-- TASKS TO PERFORM --
A – In the email about which language to learn next, what machine does the quoted writer want the new knowledge to be useful on right now?
B – Extend the email about which language to learn next, picking up after its final sentence.

-- SUPPLIED PASSAGE --
----------------

Skip site navigation (1)Skip section navigation (2)
Date:      Thu, 7 Sep 2000 14:37:34 -0400 (EDT)
From:      Steve Tremblett <sjt@cisco.com>
To:        jcm@FreeBSD-uk.eu.org (j mckitrick)
Cc:        questions@freebsd.org
Subject:   Re: what language should i learn next ?
Message-ID:  <200009071837.OAA17582@sjt-u10.cisco.com>
In-Reply-To: <20000907165111.B4757@dogma.freebsd-uk.eu.org> from "j mckitrick" at Sep 07, 2000 04:51:12 PM

next in thread | previous in thread | raw e-mail | index | archive | help
+--- j mckitrick wrote:
| 
| | depends on what you want to do.
| | my personal favourite is perl, but i don't know python anyway.
| | you could try all of them and see which one you like most.
| 
| I want to avoid that, if possible.  I'd like to make an informed decision
| from the beginning so I can use my time efficiently.  I guess what I want to
| do is learn the tools that require some skill and that are efficient for
| common jobs on a unix box.  That way, if the door ever opens for a unix
| career, I would have valuable skills that would set me apart.  But I would
| also like my knowledge to be useful now, on my little non-networked laptop.
| 
| Frankly, since I am not running on a network anyway, I first need to think
| of some problems that need to be solved, or some tasks that can be
| automated.

----------------

-- DATA EXTRACTS --
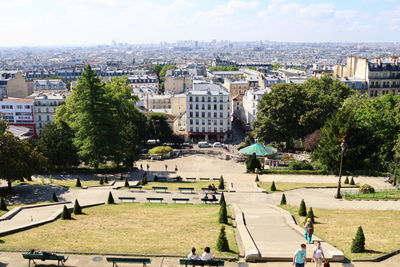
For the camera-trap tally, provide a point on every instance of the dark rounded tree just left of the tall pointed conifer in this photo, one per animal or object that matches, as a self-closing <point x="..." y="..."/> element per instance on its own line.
<point x="56" y="143"/>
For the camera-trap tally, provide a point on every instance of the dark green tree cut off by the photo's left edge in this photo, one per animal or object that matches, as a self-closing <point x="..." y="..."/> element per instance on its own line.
<point x="18" y="159"/>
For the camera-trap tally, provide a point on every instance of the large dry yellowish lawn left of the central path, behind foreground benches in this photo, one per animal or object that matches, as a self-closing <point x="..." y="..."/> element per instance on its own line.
<point x="130" y="228"/>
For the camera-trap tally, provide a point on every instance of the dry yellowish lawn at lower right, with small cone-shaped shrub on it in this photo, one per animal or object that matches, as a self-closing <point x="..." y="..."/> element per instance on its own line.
<point x="338" y="227"/>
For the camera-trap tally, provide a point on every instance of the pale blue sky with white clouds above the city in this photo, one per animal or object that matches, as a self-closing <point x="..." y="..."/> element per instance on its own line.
<point x="93" y="22"/>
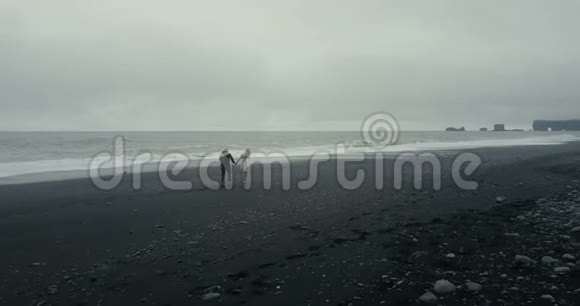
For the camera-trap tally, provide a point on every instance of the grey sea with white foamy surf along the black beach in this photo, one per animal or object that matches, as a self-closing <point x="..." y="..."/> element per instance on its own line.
<point x="25" y="153"/>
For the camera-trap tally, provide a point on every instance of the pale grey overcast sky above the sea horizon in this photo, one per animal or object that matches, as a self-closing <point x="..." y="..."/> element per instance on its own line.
<point x="256" y="65"/>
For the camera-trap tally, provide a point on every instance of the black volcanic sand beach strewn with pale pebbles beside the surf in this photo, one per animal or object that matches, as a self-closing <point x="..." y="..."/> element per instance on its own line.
<point x="66" y="243"/>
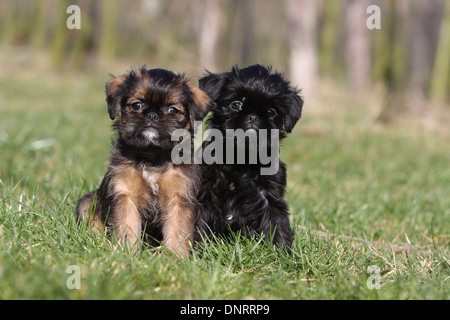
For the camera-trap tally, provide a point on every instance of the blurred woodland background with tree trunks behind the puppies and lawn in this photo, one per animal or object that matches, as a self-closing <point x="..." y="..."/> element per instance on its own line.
<point x="401" y="68"/>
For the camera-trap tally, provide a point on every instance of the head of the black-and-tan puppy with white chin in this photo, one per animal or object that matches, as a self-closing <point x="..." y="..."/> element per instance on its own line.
<point x="151" y="104"/>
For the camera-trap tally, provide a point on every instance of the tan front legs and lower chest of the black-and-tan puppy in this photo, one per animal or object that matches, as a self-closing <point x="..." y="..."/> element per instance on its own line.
<point x="135" y="188"/>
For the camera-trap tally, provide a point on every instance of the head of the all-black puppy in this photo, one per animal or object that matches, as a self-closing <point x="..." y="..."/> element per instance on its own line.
<point x="252" y="98"/>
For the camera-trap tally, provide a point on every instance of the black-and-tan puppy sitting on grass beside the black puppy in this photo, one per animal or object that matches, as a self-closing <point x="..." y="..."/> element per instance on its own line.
<point x="143" y="191"/>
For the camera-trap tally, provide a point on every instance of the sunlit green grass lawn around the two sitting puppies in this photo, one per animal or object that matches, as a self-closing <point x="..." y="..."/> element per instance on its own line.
<point x="360" y="196"/>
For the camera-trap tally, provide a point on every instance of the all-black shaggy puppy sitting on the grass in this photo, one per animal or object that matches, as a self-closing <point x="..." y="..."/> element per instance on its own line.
<point x="239" y="197"/>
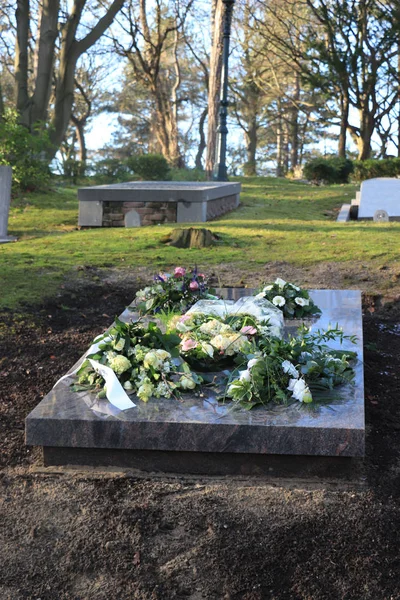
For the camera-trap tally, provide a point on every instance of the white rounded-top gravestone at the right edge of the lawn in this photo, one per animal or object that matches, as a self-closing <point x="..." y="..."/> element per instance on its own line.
<point x="380" y="194"/>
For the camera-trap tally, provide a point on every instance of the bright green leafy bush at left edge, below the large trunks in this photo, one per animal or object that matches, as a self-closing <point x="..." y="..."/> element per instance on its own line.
<point x="25" y="152"/>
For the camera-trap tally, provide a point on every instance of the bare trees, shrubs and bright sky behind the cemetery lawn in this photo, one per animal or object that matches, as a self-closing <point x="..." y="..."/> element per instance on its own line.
<point x="307" y="78"/>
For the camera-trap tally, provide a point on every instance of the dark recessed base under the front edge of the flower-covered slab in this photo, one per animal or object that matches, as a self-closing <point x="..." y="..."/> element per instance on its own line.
<point x="206" y="463"/>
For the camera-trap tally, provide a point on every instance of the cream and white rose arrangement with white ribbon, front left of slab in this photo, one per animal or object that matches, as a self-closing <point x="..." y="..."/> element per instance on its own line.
<point x="145" y="361"/>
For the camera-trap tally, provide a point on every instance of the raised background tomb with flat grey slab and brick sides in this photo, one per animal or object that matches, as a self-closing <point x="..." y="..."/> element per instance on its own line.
<point x="190" y="202"/>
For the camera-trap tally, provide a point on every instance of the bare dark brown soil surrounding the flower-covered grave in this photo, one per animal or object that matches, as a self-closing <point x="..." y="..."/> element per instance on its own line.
<point x="88" y="535"/>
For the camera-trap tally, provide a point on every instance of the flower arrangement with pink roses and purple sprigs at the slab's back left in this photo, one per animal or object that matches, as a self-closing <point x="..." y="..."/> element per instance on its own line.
<point x="173" y="292"/>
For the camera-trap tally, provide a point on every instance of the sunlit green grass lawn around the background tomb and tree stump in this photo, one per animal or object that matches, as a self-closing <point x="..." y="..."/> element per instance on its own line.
<point x="278" y="220"/>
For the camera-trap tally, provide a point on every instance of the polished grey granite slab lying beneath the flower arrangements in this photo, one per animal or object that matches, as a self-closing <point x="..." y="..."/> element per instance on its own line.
<point x="201" y="424"/>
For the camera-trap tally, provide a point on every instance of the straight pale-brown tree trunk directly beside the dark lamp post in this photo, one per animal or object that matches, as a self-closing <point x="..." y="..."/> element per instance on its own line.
<point x="214" y="90"/>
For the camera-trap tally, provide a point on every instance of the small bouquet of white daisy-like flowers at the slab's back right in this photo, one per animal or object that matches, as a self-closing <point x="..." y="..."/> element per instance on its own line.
<point x="294" y="302"/>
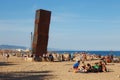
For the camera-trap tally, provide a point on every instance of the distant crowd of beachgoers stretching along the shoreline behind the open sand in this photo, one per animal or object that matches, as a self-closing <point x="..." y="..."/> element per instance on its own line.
<point x="55" y="56"/>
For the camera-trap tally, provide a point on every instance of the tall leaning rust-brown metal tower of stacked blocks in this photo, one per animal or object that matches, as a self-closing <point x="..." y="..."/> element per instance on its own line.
<point x="41" y="32"/>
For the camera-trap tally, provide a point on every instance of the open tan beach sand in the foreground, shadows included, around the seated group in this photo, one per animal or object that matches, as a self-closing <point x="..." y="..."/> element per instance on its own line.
<point x="18" y="69"/>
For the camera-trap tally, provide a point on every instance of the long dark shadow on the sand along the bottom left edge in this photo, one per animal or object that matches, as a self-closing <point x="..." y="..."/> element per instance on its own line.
<point x="27" y="75"/>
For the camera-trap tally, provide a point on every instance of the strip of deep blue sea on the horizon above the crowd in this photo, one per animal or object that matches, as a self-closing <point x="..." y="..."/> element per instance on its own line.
<point x="114" y="53"/>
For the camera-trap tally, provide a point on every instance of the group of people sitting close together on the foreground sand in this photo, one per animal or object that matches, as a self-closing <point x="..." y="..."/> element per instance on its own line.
<point x="96" y="67"/>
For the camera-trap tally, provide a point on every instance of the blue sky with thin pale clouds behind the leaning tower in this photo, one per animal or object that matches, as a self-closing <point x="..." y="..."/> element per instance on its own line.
<point x="74" y="25"/>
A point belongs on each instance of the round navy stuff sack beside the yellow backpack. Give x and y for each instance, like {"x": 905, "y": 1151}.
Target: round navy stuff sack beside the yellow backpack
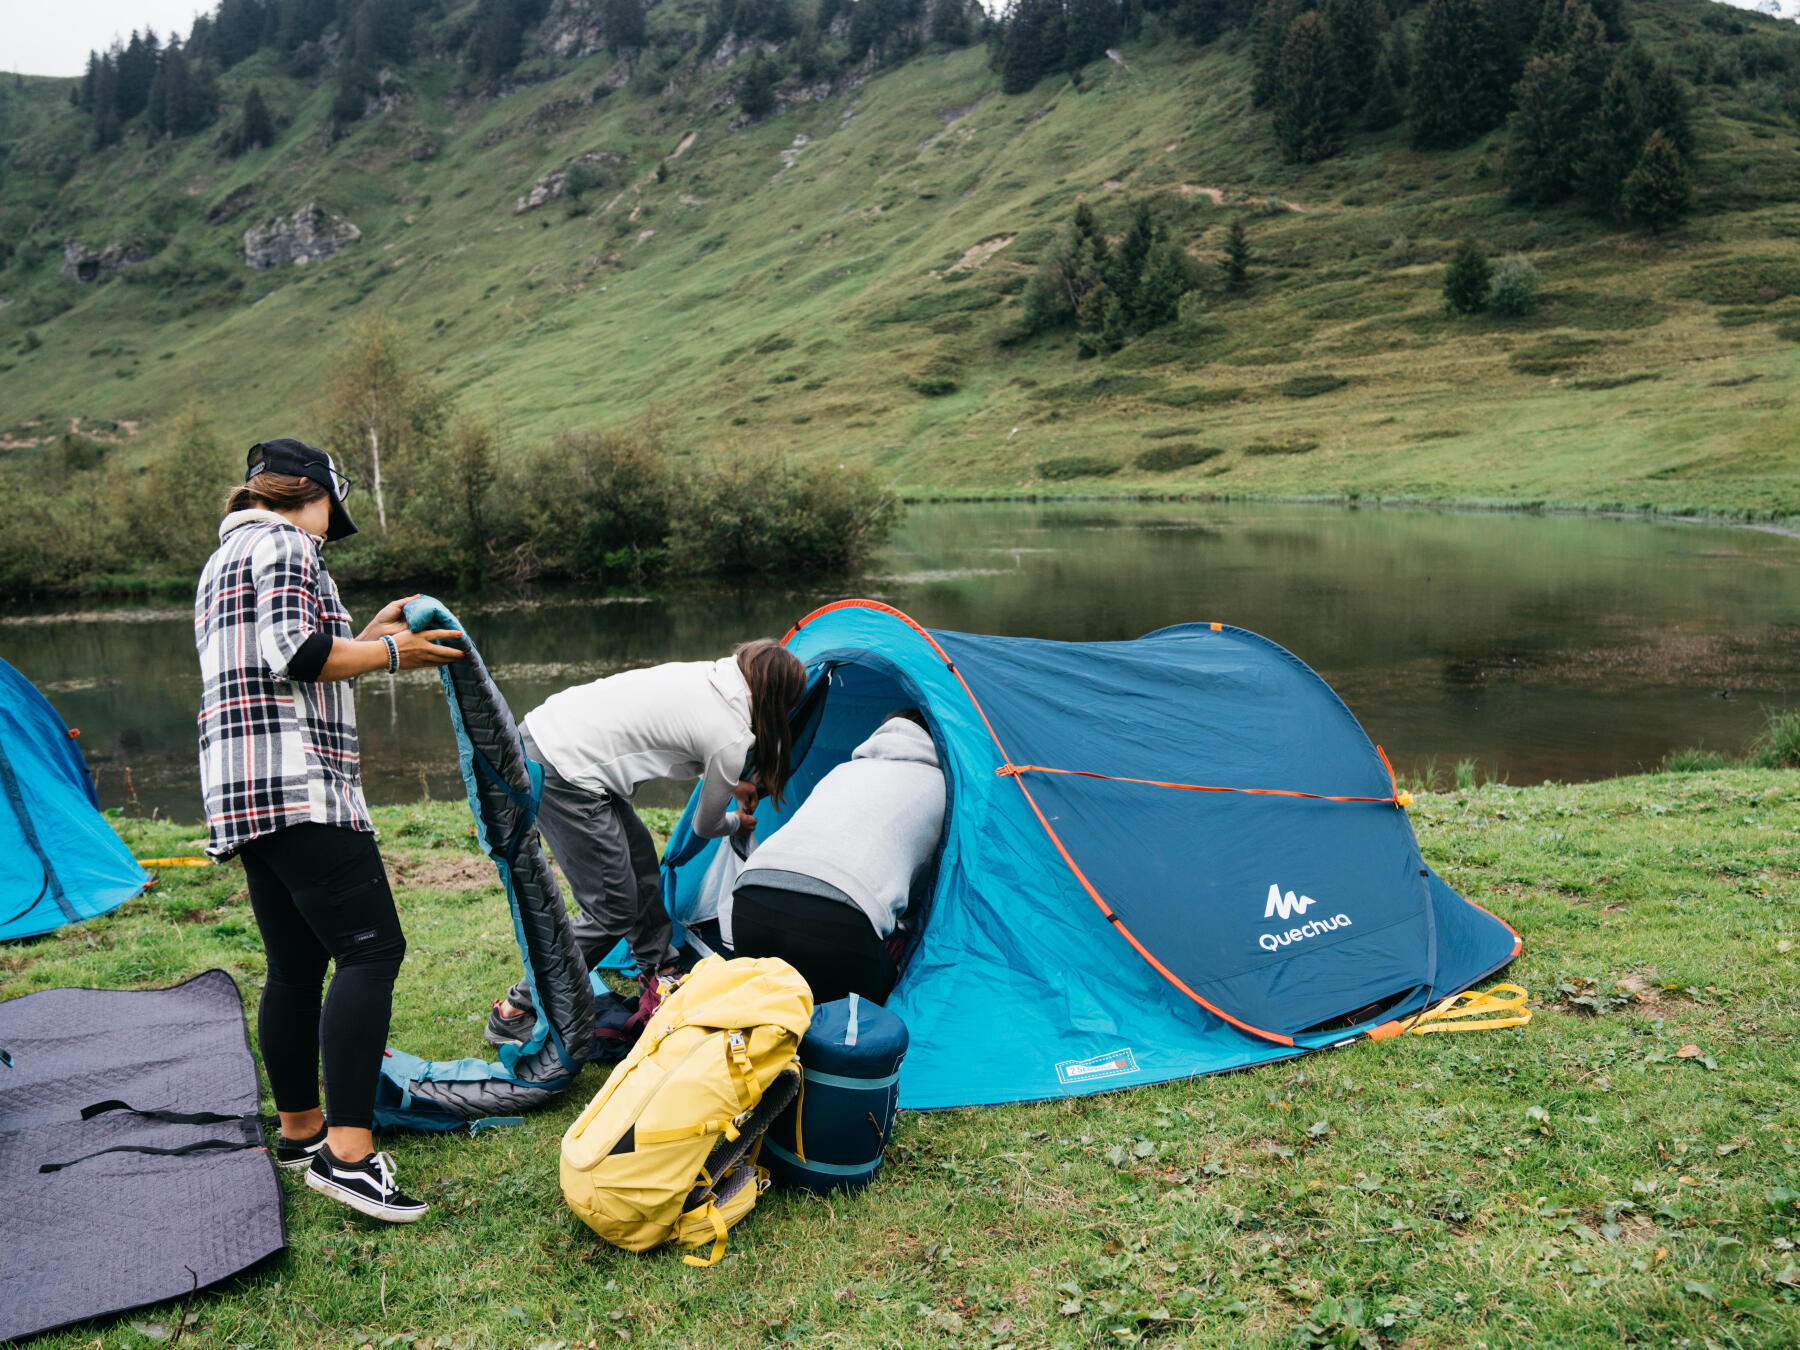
{"x": 834, "y": 1135}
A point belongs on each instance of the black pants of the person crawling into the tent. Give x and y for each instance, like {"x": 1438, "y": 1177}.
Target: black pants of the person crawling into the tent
{"x": 831, "y": 942}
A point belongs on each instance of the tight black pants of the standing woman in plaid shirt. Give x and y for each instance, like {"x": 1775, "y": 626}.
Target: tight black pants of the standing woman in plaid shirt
{"x": 321, "y": 895}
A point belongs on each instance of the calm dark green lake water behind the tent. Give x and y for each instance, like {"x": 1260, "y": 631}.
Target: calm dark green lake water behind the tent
{"x": 1538, "y": 647}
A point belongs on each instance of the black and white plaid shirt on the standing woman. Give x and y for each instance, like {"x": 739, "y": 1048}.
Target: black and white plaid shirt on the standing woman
{"x": 273, "y": 751}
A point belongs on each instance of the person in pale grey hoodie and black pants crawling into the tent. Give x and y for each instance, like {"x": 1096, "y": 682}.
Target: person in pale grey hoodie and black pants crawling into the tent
{"x": 829, "y": 888}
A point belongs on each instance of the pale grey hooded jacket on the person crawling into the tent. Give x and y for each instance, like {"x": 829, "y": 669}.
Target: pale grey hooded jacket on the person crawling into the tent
{"x": 867, "y": 829}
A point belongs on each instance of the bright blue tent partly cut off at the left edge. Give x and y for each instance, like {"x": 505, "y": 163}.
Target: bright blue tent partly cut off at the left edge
{"x": 60, "y": 863}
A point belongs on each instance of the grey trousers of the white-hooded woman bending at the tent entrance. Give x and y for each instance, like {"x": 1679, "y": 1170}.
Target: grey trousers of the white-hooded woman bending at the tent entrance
{"x": 611, "y": 863}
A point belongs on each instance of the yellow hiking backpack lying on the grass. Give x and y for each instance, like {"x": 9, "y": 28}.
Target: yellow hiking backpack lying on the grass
{"x": 669, "y": 1147}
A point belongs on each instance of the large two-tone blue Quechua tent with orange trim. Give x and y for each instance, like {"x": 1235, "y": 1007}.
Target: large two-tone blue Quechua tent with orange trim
{"x": 1164, "y": 858}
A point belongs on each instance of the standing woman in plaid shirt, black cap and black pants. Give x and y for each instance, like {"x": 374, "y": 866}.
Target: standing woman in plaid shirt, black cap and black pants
{"x": 283, "y": 793}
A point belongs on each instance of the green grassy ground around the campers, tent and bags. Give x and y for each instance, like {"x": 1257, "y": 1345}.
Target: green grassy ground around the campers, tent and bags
{"x": 1585, "y": 1182}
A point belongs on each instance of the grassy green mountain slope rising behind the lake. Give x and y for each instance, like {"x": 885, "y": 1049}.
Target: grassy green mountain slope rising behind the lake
{"x": 798, "y": 282}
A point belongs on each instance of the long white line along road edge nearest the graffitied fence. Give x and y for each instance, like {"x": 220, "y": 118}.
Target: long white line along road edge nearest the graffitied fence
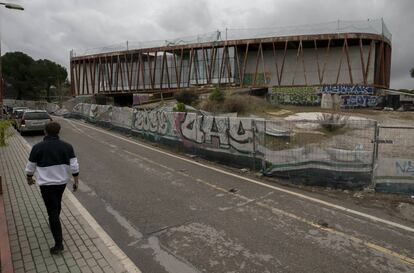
{"x": 325, "y": 203}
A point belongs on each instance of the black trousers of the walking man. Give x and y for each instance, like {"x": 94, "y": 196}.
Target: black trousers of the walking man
{"x": 52, "y": 196}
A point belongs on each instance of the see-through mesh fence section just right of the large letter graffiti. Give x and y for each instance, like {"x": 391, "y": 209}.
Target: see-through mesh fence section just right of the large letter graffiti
{"x": 320, "y": 152}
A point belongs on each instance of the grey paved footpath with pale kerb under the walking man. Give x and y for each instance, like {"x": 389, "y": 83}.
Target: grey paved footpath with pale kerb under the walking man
{"x": 87, "y": 247}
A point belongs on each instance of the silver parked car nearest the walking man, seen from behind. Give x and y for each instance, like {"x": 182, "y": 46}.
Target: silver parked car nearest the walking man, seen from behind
{"x": 33, "y": 120}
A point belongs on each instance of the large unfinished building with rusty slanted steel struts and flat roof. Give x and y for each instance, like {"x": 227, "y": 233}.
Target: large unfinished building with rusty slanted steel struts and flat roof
{"x": 297, "y": 64}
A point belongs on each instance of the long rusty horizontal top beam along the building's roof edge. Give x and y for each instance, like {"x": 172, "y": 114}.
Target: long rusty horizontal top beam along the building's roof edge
{"x": 268, "y": 40}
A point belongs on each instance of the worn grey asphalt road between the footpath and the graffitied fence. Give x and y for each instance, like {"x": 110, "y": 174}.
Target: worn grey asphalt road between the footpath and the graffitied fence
{"x": 176, "y": 215}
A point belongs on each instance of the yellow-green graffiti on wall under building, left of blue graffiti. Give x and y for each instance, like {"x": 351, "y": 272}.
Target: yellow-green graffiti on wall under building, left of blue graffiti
{"x": 303, "y": 96}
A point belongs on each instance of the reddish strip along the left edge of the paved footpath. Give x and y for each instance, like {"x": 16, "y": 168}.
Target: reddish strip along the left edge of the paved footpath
{"x": 6, "y": 264}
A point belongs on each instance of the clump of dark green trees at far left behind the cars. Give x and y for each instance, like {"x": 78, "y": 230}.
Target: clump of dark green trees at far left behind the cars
{"x": 29, "y": 78}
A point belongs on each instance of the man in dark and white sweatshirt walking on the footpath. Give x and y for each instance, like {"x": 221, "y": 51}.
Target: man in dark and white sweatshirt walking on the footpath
{"x": 55, "y": 161}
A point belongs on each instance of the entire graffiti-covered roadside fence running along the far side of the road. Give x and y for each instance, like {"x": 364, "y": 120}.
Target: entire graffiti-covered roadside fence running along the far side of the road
{"x": 337, "y": 152}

----------------

-- ANSWERS GIVEN --
A – A little non-networked laptop.

B –
| 

If you want to stand apart, learn as many tools as possible.  You
should remember that tools are secondary to the problem at hand - the
more tools you know, the better suited you are.  I've always found that
to be a bonus in interviews to know a bit about a lot of tools.  "I've
used it once or twice, and have some notes.  I have a foundation for
when the situation calls for it."  Of course you should know a lot
about whatever you're interviewing for ;)

You should think "I want to create an inverse-thingamajig" instead of
"I need to write something in Perl".  Create your thingamajig and then
think "Boy this function was a real dog to write in [Language X].  I
wonder if [Language Y] does this better?"

If you're looking to choose, my recommendations are:
1 - Perl - very useful & powerful Jack-of-all-trades language
2 - Tcl - easy & useful, Tk is very gratifying for a novice
3 - Java - easy language & very nice, but not very useable - limited
support, and existing implementations are slow.  I'll probably get shot
for saying this, but if you know C++ (or even C), you can learn Java in
hours.

my $0.02 Canadian :)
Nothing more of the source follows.